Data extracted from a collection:
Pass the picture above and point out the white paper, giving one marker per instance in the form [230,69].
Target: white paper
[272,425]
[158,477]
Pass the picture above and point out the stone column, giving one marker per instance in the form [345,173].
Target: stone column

What the exercise asks
Copy every line verbatim.

Written response
Pass the picture above and point out the white paper, giving one marker per instance in the form [230,69].
Target: white paper
[272,425]
[158,477]
Pass the picture above and point out the stone column, giving one marker per instance in the form [345,173].
Target: stone column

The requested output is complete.